• **AIM 1**: Report every line in the rows below that contains the string "shutter".

The Sentry work is based on a change by Zach Amsden.

In addition, we recently added an explicit "refresh" permission.  In
Sentry 2, this required creating an ImpalaPrivilegeModel to capture
that. It's a slight customization of Hive's equivalent class.

For Parquet, the difference is even more mechanical. The package names
gone from "parquet" to "org.apache.parquet". The affected code
was extracted into ParquetHelper, but only one copy exists. The second
copy is generated at build-time using sed.

In the rare cases where we need to behave differently at runtime,
MiniclusterProfile.MINICLUSTER_PROFILE is a class which encapsulates
what version we were built aginst. One of the cases is the results
expected by various frontend tests. I avoided the issue by translating
one error string into another, which handled the diversion in one place,
rather than complicating the several locations which look for "No
FileSystem for scheme..." errors.

The HBase APIs we use for splitting regions at test time changed.
This patch includes a re-write of that code for the new APIs. This
piece was contributed by Zach Amsden.

To work with newer versions of dependencies, I updated the version of
httpcomponents.core we use to 4.4.9.

We (Thomas Tauber-Marshall and I) uploaded new Hadoop/Hive/Sentry/HBase
binaries to s3://native-toolchain, and amended the shell scripts to
launch the right things. There are minor mechanical differences.  Some
of this was based on earlier work by Joe McDonnell and Zach Amsden.

• **AIM 2**:
Answer these questions using the passage above on the dependency upgrade changes:
(a) To what version was httpcomponents.core updated?
(b) How is the second copy of the code extracted into ParquetHelper produced?
(c) Where were the new Hadoop/Hive/Sentry/HBase binaries uploaded?

• **EXERCISE MATERIAL**:
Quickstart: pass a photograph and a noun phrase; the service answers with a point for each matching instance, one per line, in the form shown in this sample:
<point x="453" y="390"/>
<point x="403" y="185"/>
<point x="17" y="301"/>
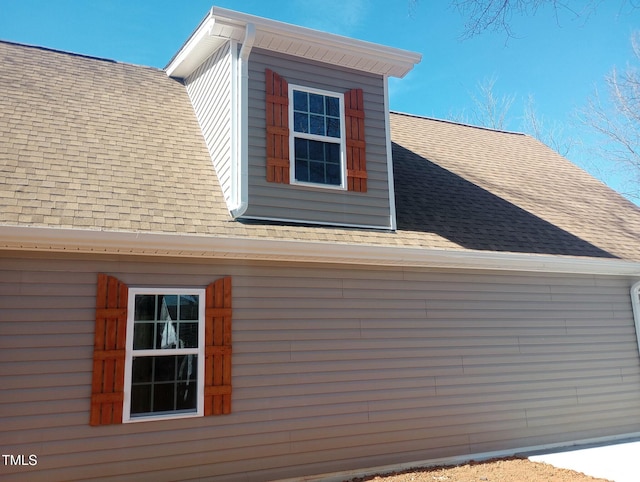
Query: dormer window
<point x="317" y="145"/>
<point x="315" y="137"/>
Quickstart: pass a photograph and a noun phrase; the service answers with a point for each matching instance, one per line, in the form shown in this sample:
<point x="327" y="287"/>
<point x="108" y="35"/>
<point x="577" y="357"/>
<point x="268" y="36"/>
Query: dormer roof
<point x="221" y="25"/>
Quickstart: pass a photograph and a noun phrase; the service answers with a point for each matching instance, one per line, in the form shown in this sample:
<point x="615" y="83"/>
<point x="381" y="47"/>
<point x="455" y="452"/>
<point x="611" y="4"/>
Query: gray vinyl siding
<point x="334" y="368"/>
<point x="209" y="88"/>
<point x="317" y="205"/>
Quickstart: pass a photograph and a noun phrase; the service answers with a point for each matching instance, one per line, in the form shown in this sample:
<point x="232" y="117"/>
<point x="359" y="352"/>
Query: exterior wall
<point x="334" y="368"/>
<point x="209" y="89"/>
<point x="308" y="204"/>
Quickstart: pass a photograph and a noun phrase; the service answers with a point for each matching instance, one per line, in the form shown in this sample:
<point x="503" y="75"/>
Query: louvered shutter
<point x="107" y="392"/>
<point x="277" y="115"/>
<point x="356" y="147"/>
<point x="217" y="373"/>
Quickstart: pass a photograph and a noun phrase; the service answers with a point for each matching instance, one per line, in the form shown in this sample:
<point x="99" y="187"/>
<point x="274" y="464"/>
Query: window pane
<point x="167" y="307"/>
<point x="316" y="150"/>
<point x="145" y="307"/>
<point x="188" y="335"/>
<point x="302" y="149"/>
<point x="187" y="367"/>
<point x="332" y="106"/>
<point x="164" y="384"/>
<point x="143" y="336"/>
<point x="186" y="399"/>
<point x="333" y="174"/>
<point x="333" y="153"/>
<point x="167" y="336"/>
<point x="164" y="397"/>
<point x="318" y="162"/>
<point x="141" y="399"/>
<point x="188" y="307"/>
<point x="316" y="125"/>
<point x="142" y="370"/>
<point x="300" y="122"/>
<point x="333" y="127"/>
<point x="316" y="103"/>
<point x="316" y="172"/>
<point x="300" y="101"/>
<point x="302" y="170"/>
<point x="164" y="368"/>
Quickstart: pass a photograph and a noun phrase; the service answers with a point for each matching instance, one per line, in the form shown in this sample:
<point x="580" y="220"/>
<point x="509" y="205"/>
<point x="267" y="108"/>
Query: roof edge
<point x="287" y="38"/>
<point x="67" y="240"/>
<point x="457" y="123"/>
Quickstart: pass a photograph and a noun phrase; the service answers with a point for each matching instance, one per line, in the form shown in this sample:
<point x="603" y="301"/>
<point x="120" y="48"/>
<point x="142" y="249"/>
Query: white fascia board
<point x="287" y="38"/>
<point x="46" y="239"/>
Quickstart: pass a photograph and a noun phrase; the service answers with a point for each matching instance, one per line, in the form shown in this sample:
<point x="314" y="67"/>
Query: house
<point x="245" y="268"/>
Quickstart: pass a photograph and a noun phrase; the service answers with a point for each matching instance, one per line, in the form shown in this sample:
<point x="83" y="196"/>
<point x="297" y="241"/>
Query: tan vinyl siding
<point x="334" y="368"/>
<point x="318" y="205"/>
<point x="209" y="88"/>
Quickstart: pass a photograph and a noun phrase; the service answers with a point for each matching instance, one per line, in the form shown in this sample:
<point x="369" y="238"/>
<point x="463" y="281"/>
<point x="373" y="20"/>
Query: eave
<point x="221" y="25"/>
<point x="60" y="240"/>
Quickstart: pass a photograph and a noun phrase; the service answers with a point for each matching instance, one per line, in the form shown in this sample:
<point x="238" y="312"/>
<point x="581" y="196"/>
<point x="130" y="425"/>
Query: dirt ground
<point x="499" y="470"/>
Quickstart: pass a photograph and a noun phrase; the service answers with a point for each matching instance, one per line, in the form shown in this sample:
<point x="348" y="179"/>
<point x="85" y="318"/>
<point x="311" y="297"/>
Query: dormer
<point x="296" y="120"/>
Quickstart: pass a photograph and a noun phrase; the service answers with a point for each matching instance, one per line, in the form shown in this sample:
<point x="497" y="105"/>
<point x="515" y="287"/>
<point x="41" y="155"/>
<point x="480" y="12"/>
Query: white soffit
<point x="222" y="24"/>
<point x="62" y="240"/>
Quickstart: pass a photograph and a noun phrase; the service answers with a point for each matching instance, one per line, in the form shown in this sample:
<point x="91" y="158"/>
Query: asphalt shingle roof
<point x="94" y="144"/>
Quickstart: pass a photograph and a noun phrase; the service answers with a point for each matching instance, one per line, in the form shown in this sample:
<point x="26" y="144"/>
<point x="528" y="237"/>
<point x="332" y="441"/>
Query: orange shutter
<point x="356" y="147"/>
<point x="107" y="391"/>
<point x="277" y="106"/>
<point x="217" y="372"/>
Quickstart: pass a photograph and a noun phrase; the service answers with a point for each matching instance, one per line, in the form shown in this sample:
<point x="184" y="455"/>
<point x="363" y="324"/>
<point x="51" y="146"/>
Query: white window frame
<point x="130" y="352"/>
<point x="314" y="137"/>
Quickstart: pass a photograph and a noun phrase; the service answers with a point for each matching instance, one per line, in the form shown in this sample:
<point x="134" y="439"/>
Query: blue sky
<point x="555" y="57"/>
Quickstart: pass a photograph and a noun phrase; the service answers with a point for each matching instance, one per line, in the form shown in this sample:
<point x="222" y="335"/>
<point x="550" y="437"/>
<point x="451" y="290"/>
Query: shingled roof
<point x="92" y="144"/>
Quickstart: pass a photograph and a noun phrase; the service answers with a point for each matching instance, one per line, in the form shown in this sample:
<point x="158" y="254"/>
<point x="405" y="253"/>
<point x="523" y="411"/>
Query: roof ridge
<point x="75" y="54"/>
<point x="464" y="124"/>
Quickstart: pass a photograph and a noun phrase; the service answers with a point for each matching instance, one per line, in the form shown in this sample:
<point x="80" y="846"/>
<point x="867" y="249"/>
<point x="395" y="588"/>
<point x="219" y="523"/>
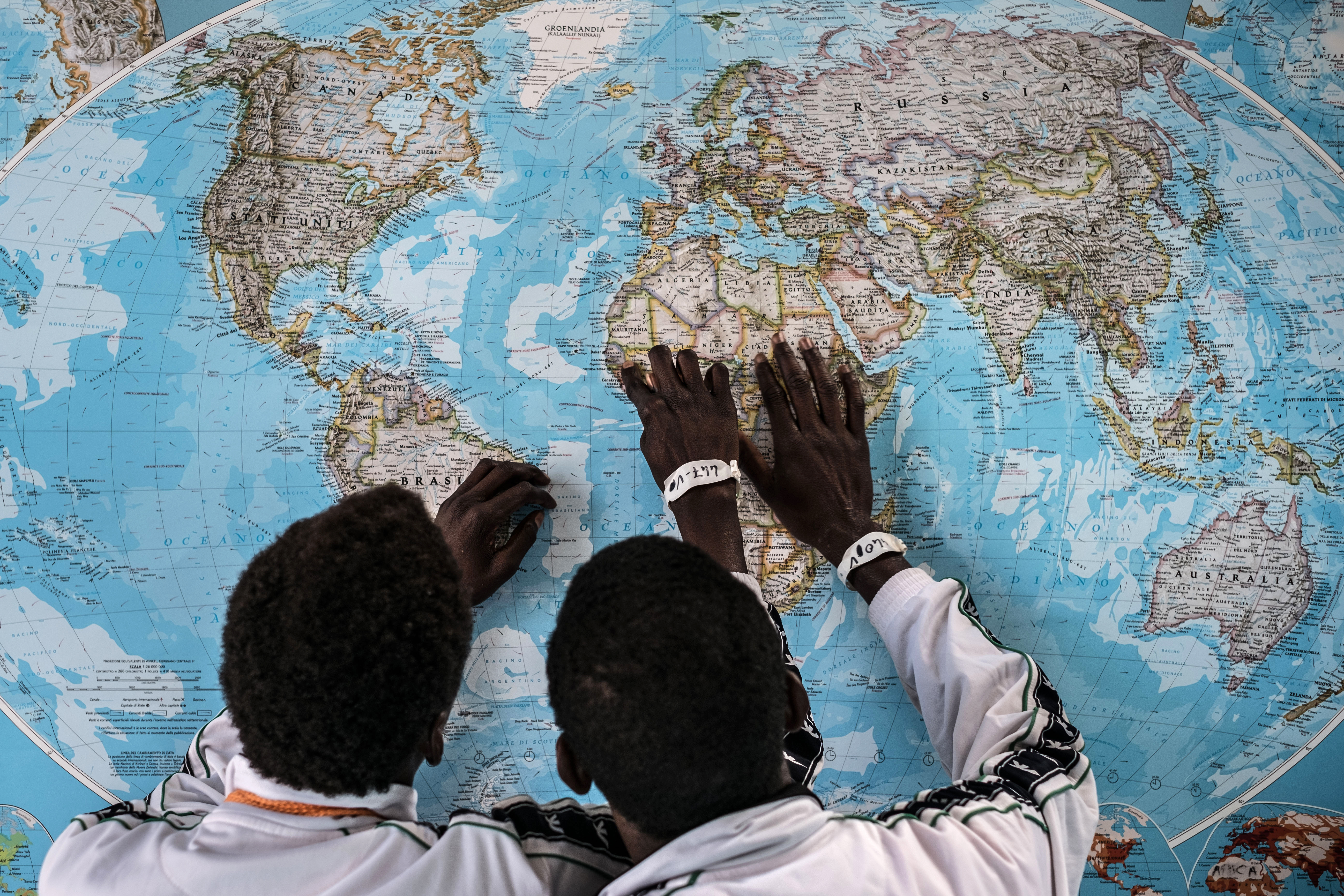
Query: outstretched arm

• **EXERCISE OUTPUT 1**:
Query: louvered shutter
Query: orange shutter

• **EXERCISE OUTPUT 2**:
(a) 4.4.9
(b) It is generated at build-time using sed.
(c) To s3://native-toolchain